• Records for this exercise:
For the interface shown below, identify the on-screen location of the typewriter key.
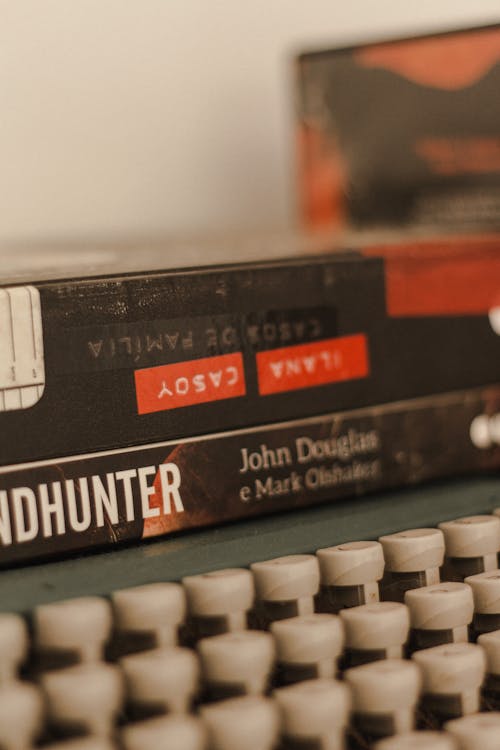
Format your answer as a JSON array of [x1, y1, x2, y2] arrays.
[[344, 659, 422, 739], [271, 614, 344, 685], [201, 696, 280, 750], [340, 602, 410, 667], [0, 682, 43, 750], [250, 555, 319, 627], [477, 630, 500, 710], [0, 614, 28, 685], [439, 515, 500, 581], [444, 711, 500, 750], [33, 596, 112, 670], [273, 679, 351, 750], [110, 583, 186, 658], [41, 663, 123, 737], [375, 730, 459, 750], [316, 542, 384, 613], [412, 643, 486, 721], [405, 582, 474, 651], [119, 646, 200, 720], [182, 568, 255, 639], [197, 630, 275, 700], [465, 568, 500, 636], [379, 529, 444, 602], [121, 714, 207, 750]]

--

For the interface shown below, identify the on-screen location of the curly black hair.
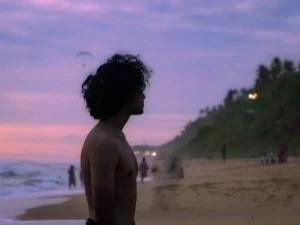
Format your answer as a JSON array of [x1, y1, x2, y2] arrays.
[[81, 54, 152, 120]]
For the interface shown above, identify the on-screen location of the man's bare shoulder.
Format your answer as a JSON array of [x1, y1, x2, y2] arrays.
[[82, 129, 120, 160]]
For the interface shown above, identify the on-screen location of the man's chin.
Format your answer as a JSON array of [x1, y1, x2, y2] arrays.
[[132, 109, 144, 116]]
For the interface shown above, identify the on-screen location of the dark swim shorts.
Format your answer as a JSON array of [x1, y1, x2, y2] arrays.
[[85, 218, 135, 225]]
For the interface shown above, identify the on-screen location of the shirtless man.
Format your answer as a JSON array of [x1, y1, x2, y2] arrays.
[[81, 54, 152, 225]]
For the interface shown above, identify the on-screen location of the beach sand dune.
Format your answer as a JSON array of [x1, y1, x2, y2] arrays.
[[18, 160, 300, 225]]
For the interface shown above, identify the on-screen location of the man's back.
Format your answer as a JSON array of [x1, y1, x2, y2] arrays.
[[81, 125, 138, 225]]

• Task directions:
Reproduce the lines above without any changes, starting at the line containing "dark swim shorts." and ending after the line containing "[[81, 125, 138, 225]]". Include nothing else.

• Exercise solution:
For the interface shown above, identify the on-screen location of the dark swim shorts.
Format your answer as a JSON array of [x1, y1, x2, y2] arrays.
[[85, 218, 135, 225]]
For the interface shown above, identify the on-screen location of the shirtless man.
Format your answer as a JSON array of [x1, y1, x2, y2] arrays.
[[81, 54, 152, 225]]
For the interface shown above, identify the on-screen location of the beach sand dune.
Format your answer as a JSON array of [x1, y1, x2, y2] arrays.
[[18, 160, 300, 225]]
For the interface shown above, identify the on-screen location of the man's back.
Format your answer as a JSON array of [x1, y1, x2, y2] arrays.
[[81, 125, 138, 225]]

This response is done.